EXERCISE GOAL:
Recast everything from the start of the listing down to the line containing "box: [417, 432, 635, 466]" as a numbered list, leaving out any blank lines.

DATA SHOWN:
^^^^^^^^

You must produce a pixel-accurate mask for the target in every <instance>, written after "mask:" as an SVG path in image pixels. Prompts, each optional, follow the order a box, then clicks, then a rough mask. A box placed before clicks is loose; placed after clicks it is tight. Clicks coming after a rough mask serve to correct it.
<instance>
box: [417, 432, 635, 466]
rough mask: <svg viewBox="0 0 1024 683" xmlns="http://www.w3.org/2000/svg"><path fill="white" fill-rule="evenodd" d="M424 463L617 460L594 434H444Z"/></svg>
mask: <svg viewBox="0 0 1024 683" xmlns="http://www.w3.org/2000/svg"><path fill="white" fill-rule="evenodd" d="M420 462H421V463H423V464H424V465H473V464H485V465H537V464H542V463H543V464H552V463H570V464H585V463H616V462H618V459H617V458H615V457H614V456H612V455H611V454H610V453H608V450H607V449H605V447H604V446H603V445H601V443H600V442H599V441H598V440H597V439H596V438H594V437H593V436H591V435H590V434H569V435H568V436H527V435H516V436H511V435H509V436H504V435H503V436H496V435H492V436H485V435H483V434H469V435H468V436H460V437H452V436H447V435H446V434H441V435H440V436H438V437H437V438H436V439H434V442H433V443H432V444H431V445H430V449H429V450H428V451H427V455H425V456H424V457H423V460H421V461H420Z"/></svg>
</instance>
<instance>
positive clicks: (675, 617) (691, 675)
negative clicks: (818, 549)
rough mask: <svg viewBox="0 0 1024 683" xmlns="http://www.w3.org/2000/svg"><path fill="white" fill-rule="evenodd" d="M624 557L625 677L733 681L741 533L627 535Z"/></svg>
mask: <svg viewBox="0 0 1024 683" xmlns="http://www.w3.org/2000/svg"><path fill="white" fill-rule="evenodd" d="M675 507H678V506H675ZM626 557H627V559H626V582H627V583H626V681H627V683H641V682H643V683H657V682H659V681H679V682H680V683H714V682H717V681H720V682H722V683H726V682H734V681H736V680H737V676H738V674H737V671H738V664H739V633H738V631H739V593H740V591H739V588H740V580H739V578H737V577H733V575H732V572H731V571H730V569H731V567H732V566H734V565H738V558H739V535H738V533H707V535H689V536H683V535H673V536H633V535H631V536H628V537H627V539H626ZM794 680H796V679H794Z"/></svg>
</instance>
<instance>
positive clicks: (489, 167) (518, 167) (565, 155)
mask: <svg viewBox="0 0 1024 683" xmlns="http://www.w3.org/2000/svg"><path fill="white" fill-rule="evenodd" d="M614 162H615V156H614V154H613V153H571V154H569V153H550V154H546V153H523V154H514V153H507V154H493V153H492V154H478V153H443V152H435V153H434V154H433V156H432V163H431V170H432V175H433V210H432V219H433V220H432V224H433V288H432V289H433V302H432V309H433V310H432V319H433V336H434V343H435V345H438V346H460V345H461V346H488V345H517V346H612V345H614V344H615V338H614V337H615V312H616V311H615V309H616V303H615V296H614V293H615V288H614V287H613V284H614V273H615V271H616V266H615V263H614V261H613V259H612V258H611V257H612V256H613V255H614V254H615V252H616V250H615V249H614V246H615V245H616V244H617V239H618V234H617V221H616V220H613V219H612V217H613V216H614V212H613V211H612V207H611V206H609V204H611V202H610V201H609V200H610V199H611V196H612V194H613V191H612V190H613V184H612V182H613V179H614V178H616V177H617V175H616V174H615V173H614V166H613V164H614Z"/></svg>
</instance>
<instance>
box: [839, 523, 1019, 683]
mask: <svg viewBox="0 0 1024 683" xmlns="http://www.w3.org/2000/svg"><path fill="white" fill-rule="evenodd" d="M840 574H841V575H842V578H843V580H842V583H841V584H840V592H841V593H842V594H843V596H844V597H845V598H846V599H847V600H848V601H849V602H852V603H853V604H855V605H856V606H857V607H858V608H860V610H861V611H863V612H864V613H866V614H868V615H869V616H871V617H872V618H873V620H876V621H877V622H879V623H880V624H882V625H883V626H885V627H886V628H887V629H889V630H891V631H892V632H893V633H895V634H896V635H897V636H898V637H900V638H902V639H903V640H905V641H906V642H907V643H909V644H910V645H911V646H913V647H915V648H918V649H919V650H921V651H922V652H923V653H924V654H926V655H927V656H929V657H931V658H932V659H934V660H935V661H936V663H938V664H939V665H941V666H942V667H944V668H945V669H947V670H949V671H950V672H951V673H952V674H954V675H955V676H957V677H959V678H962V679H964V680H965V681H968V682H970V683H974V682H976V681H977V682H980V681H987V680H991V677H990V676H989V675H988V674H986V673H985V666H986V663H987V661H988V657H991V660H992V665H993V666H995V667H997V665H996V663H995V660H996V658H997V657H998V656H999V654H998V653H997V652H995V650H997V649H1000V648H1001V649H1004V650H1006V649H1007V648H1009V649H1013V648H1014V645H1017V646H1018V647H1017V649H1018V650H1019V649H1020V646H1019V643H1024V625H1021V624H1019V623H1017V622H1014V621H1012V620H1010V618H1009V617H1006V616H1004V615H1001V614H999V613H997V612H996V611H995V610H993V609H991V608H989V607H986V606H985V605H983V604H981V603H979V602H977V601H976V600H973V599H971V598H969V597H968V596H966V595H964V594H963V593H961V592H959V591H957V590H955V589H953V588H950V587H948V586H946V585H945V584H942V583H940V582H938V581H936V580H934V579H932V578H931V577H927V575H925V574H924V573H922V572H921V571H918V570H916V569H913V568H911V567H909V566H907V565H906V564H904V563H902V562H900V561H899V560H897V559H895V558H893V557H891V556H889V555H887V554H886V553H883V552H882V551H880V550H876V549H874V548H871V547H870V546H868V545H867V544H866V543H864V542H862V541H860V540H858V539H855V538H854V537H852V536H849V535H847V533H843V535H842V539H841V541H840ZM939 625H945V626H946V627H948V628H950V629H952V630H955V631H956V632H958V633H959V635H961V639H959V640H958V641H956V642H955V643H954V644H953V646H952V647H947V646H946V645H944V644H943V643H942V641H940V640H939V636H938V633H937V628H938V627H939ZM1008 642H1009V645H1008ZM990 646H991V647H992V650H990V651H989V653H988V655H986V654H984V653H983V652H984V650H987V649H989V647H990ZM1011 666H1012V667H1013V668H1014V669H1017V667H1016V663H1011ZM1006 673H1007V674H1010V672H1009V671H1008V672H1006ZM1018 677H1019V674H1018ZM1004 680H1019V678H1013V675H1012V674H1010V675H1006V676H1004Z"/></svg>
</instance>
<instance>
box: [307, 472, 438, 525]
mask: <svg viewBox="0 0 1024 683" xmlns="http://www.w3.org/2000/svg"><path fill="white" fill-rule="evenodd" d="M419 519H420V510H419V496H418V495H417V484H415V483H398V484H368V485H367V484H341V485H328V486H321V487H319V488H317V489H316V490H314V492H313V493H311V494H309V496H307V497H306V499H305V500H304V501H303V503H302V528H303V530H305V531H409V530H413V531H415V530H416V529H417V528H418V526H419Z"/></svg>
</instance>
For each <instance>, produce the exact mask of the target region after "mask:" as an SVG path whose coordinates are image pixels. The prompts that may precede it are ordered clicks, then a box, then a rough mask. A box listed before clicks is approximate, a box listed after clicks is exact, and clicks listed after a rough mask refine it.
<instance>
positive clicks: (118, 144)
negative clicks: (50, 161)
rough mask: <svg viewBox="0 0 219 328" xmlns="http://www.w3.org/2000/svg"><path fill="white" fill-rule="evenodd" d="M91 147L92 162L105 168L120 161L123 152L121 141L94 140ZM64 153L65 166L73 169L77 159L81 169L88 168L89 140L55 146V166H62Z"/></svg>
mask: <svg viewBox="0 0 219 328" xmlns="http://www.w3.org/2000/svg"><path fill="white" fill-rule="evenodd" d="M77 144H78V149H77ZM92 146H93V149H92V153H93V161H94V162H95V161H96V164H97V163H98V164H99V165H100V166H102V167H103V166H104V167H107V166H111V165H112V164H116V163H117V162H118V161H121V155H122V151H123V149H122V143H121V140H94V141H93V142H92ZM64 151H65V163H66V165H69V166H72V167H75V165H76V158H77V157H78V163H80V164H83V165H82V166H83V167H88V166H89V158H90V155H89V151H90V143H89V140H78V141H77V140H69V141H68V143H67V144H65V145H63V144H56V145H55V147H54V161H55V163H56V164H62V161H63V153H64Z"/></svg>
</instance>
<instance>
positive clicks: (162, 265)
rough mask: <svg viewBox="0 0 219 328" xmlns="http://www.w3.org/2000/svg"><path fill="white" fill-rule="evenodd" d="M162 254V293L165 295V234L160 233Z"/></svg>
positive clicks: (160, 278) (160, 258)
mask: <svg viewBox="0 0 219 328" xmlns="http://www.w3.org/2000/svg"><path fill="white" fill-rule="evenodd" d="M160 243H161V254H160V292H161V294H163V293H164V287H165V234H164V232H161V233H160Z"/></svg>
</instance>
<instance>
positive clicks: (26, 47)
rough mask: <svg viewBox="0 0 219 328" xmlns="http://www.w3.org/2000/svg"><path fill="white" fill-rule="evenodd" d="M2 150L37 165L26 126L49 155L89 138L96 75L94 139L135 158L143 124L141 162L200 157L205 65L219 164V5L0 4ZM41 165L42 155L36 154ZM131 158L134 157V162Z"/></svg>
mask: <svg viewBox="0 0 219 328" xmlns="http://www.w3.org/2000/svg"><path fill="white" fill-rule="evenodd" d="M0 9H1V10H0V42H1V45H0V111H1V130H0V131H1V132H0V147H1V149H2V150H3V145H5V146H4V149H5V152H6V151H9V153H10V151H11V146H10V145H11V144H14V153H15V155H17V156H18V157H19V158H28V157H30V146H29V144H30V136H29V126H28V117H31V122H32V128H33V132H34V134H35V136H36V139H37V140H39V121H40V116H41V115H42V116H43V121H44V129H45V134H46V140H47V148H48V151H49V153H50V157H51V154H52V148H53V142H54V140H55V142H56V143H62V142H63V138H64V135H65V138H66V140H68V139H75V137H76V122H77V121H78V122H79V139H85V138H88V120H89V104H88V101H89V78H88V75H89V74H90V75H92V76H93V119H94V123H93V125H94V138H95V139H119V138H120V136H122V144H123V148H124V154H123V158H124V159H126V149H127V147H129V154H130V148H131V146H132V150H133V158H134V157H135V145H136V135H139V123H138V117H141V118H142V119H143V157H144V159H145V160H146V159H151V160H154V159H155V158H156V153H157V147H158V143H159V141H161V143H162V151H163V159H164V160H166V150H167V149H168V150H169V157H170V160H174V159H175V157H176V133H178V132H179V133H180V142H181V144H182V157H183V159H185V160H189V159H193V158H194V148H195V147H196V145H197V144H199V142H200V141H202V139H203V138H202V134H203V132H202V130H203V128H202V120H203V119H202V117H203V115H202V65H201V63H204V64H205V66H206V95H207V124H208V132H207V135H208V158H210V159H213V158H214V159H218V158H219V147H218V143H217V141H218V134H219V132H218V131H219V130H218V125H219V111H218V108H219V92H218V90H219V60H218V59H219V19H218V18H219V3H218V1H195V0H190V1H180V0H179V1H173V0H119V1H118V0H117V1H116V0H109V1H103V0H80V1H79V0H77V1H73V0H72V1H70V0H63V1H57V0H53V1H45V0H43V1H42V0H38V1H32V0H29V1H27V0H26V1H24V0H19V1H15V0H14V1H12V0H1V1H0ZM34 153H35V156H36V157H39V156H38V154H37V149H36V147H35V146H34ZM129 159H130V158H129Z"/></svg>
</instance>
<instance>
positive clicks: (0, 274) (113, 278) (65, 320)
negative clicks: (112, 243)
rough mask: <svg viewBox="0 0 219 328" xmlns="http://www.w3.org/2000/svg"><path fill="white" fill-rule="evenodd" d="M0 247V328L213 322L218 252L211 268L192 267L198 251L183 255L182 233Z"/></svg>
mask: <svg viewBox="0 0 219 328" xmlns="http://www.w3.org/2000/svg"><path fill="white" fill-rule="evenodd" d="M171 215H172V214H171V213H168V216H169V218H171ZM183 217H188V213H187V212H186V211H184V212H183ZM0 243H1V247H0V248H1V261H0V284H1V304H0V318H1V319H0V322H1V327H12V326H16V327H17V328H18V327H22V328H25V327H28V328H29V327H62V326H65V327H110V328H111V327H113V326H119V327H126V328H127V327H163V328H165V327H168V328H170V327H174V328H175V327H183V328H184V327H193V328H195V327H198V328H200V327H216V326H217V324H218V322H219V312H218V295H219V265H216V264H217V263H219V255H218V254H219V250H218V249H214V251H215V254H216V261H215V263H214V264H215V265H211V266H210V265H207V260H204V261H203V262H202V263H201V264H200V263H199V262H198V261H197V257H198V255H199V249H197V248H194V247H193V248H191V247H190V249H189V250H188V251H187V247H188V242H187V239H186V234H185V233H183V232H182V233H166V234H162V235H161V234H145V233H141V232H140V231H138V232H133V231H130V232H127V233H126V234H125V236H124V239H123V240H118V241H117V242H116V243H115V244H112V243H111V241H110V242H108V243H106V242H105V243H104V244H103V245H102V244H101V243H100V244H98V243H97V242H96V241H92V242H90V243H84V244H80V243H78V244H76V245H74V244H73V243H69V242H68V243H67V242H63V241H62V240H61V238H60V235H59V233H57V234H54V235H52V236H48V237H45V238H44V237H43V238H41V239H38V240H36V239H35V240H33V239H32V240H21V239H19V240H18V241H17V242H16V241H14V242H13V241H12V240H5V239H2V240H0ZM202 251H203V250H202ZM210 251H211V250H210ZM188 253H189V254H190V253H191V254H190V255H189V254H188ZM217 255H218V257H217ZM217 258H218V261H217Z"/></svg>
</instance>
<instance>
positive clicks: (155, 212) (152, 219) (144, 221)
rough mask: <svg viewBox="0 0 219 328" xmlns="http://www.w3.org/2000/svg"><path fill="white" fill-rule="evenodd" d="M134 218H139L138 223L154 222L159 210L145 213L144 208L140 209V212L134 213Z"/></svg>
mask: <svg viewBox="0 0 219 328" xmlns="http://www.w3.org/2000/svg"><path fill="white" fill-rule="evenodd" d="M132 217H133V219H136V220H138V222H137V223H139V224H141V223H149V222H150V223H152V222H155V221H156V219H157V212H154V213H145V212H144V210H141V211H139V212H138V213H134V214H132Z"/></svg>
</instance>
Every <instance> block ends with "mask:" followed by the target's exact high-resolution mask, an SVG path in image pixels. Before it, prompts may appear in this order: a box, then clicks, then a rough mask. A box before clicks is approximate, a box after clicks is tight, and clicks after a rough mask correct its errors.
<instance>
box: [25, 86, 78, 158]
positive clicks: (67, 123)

^^^^^^^^

RESULT:
1. You must produce a pixel-accurate mask for the target in every <instance>, written after "mask:" as an SVG path in image pixels. Prompts, each optional, follow the order a box, then clicks, then a rough mask. A box placed before clicks is loose; placed after clicks it is tight. Clicks coming after a rough mask serve to correct it.
2. <instance>
3. box: [417, 432, 635, 466]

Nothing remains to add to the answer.